■ **Exercise objective**: Transcribe each record exactly. Include every one.

■ **Supplied records**:
▬▬▬
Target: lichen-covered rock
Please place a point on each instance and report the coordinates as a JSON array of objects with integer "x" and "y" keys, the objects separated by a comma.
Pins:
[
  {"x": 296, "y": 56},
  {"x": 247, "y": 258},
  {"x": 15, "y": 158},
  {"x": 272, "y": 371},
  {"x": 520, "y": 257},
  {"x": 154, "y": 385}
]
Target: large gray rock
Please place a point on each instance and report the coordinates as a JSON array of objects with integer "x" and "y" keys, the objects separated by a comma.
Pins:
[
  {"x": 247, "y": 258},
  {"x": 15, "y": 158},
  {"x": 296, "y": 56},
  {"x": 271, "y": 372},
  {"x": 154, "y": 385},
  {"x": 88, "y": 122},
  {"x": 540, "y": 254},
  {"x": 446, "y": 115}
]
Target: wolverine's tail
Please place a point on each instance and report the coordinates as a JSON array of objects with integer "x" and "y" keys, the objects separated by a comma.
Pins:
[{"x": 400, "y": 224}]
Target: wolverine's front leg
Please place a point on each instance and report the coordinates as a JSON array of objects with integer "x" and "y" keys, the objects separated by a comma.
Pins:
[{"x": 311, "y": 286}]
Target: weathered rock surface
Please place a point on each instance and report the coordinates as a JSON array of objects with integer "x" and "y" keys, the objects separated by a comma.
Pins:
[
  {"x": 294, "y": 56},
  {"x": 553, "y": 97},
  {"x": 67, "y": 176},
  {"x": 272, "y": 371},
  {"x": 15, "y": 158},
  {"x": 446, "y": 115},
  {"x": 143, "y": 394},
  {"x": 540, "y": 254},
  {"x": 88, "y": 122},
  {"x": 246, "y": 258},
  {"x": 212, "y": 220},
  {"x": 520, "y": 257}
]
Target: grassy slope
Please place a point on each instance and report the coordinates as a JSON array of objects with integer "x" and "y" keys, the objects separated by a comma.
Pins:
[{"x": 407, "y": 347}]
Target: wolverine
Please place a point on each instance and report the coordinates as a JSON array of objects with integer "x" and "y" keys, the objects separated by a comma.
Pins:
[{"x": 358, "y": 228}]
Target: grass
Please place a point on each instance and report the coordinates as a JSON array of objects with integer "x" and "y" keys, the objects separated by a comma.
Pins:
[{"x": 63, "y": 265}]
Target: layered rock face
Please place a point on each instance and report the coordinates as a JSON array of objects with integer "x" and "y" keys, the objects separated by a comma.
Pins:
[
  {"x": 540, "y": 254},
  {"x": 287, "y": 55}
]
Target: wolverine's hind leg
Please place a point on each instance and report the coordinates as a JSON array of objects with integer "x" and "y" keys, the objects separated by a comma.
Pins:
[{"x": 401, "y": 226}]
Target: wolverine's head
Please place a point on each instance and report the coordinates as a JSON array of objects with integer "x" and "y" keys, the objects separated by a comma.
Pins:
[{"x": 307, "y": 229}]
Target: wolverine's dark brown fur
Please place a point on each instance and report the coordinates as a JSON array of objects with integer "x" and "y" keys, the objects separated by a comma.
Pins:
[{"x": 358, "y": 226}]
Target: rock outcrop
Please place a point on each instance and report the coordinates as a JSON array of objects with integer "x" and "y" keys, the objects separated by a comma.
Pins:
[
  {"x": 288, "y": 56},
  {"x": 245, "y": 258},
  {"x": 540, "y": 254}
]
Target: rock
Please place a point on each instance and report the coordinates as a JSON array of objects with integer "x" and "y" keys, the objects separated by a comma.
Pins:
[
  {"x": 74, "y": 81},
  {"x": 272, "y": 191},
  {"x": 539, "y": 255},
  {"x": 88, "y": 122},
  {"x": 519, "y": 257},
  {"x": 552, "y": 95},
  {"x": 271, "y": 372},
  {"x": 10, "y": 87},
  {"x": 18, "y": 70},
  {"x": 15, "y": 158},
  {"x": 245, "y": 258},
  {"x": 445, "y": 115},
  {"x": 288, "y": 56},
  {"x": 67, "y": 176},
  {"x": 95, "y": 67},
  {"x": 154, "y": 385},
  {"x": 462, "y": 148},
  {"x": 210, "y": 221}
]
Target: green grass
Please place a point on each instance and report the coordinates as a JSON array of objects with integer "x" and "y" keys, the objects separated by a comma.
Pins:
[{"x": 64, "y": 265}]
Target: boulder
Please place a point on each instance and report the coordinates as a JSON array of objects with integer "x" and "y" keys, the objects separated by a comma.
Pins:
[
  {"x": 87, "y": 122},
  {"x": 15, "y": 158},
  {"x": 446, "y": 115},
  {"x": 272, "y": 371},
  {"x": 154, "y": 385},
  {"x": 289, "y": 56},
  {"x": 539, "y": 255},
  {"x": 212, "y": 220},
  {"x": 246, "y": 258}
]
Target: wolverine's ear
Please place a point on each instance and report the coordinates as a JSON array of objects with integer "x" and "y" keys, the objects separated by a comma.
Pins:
▬▬▬
■ **Response for this exercise**:
Target: lichen-covered rock
Please place a point on each instance and report the coordinates as a JSON array of objects with integer "x" and "y" keys, the objects separated by a comma.
Pins:
[
  {"x": 296, "y": 56},
  {"x": 247, "y": 258},
  {"x": 15, "y": 158},
  {"x": 272, "y": 371},
  {"x": 520, "y": 257},
  {"x": 154, "y": 385}
]
Target: large gray rock
Please place a point on each instance and report the coordinates as a JSON array of objects with integer "x" and "y" keys, the objects separated by a comma.
Pins:
[
  {"x": 247, "y": 258},
  {"x": 15, "y": 158},
  {"x": 296, "y": 56},
  {"x": 271, "y": 372},
  {"x": 154, "y": 385},
  {"x": 88, "y": 122},
  {"x": 540, "y": 254},
  {"x": 446, "y": 115}
]
Target: wolverine's tail
Please place a point on each instance and report the coordinates as a JSON array of objects with integer "x" and "y" keys, the objects separated by a comma.
Pins:
[{"x": 400, "y": 224}]
Target: wolverine's front leg
Please place a point on each instance and report the coordinates as a JSON array of objects with integer "x" and "y" keys, the objects separated by a comma.
Pins:
[{"x": 311, "y": 286}]
Target: weathered rock surface
Please place a point on each instance and report the coordinates as a JSON array of objects with integer "x" and "y" keys, the objects separated by a comma.
Pins:
[
  {"x": 294, "y": 56},
  {"x": 553, "y": 97},
  {"x": 67, "y": 176},
  {"x": 272, "y": 371},
  {"x": 15, "y": 158},
  {"x": 446, "y": 115},
  {"x": 143, "y": 394},
  {"x": 540, "y": 254},
  {"x": 88, "y": 122},
  {"x": 246, "y": 258},
  {"x": 212, "y": 220},
  {"x": 520, "y": 257}
]
Target: grassy slope
Please place a point on each instance and report the coordinates as a JSON array of objects with integer "x" and "y" keys, the objects separated by a comma.
Pins:
[{"x": 407, "y": 347}]
Target: wolverine
Please place a point on each instance and report the coordinates as a JSON array of objects with integer "x" and "y" keys, the objects separated by a comma.
Pins:
[{"x": 358, "y": 228}]
Target: grass
Please place a point on each instance and report the coordinates as a JSON array of objects with integer "x" and "y" keys, the objects separated by a comma.
Pins:
[{"x": 63, "y": 265}]
Target: layered rock face
Please place a point on each instance and report the coordinates as a JSON array of objects with integer "x" and "y" keys, the objects separated by a comma.
Pins:
[
  {"x": 540, "y": 254},
  {"x": 287, "y": 55}
]
Target: wolverine's hind leg
Please place a point on each instance and report the coordinates as a JSON array of objects with integer "x" and "y" keys, the objects separated by a comma.
Pins:
[{"x": 401, "y": 226}]
Target: wolverine's head
Please place a point on each instance and report the coordinates as a JSON array of objects with integer "x" and "y" keys, the objects separated by a comma.
Pins:
[{"x": 307, "y": 229}]
Target: wolverine's dark brown fur
Please place a point on each instance and report the coordinates as a JSON array of objects with integer "x" and "y" keys, the objects separated by a comma.
Pins:
[{"x": 358, "y": 226}]
Target: rock outcrop
Please place a point on each instance and report the coordinates as a JSON array of objects with integer "x" and "y" keys, the objects separated by a comma.
Pins:
[
  {"x": 288, "y": 56},
  {"x": 245, "y": 258},
  {"x": 540, "y": 254}
]
Target: rock
Please place a point on each instance and report the coordinates as a JSON array of objects with integer "x" and "y" keys, the objects separated by a comma.
Pins:
[
  {"x": 74, "y": 81},
  {"x": 272, "y": 191},
  {"x": 539, "y": 255},
  {"x": 88, "y": 122},
  {"x": 519, "y": 257},
  {"x": 552, "y": 95},
  {"x": 271, "y": 372},
  {"x": 10, "y": 87},
  {"x": 18, "y": 70},
  {"x": 15, "y": 158},
  {"x": 245, "y": 258},
  {"x": 445, "y": 115},
  {"x": 288, "y": 56},
  {"x": 67, "y": 176},
  {"x": 95, "y": 67},
  {"x": 154, "y": 385},
  {"x": 462, "y": 148},
  {"x": 210, "y": 221}
]
Target: green grass
Please place a point on each instance and report the coordinates as a JSON array of objects with integer "x" and "y" keys, the objects separated by a comma.
Pins:
[{"x": 64, "y": 265}]
Target: boulder
Please place a point on each instance and report the coordinates as a JSON array of objects with integer "x" and "y" keys, the objects separated by a comma.
Pins:
[
  {"x": 87, "y": 122},
  {"x": 15, "y": 158},
  {"x": 446, "y": 115},
  {"x": 272, "y": 371},
  {"x": 154, "y": 385},
  {"x": 289, "y": 56},
  {"x": 539, "y": 255},
  {"x": 212, "y": 220},
  {"x": 246, "y": 258}
]
Target: wolverine's ear
Please place a point on each instance and report the coordinates as a JSON array of objects with integer "x" and "y" keys, the objects separated by a comma.
Pins:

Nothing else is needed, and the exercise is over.